• **Goal of the exercise**:
Report each line in the items below that contains the word "pole", copying every such line in full.

-- start of Data to use --

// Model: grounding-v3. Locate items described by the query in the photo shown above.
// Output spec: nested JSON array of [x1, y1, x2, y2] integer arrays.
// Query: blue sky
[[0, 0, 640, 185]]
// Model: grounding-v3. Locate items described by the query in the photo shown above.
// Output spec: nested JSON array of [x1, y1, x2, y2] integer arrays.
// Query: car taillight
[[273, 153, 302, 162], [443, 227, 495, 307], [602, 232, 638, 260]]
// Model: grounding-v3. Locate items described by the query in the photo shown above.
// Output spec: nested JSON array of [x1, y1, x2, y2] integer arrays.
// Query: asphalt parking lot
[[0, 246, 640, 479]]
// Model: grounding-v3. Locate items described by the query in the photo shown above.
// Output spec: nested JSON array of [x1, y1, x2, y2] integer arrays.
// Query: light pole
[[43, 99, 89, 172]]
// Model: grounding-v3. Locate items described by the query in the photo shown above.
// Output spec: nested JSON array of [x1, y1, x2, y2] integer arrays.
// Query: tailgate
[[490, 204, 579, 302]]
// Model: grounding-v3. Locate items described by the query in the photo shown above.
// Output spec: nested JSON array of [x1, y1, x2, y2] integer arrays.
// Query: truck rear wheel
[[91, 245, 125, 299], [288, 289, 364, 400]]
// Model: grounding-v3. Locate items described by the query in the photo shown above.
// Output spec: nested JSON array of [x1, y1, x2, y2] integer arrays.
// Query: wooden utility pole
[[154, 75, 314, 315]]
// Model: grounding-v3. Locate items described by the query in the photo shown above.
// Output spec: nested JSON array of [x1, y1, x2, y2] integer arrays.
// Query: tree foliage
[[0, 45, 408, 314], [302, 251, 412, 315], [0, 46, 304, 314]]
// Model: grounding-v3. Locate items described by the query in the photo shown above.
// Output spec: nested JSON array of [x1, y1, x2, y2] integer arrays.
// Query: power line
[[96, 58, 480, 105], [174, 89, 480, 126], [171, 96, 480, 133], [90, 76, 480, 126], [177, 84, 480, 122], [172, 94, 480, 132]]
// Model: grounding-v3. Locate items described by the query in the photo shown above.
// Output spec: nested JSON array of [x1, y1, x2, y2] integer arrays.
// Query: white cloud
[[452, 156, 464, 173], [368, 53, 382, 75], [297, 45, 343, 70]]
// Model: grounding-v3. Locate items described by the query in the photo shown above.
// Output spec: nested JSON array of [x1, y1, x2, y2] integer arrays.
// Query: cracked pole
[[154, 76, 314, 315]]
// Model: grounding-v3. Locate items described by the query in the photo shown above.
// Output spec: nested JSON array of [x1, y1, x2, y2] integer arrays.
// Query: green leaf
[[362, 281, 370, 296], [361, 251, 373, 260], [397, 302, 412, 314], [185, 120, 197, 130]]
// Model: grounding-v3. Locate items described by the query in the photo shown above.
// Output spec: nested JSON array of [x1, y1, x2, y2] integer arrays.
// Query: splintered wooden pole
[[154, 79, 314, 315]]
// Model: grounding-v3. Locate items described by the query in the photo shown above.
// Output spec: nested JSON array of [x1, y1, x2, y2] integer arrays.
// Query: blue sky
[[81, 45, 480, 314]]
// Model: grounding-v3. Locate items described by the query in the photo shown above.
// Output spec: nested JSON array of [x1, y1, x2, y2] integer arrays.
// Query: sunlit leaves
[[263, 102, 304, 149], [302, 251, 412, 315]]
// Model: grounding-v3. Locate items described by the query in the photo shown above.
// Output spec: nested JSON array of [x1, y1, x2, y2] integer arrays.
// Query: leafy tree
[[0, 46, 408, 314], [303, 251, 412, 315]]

-- end of Data to use --

• **Full answer**:
// Query: light pole
// Query: wooden utility pole
// Query: cracked pole
// Query: splintered wooden pole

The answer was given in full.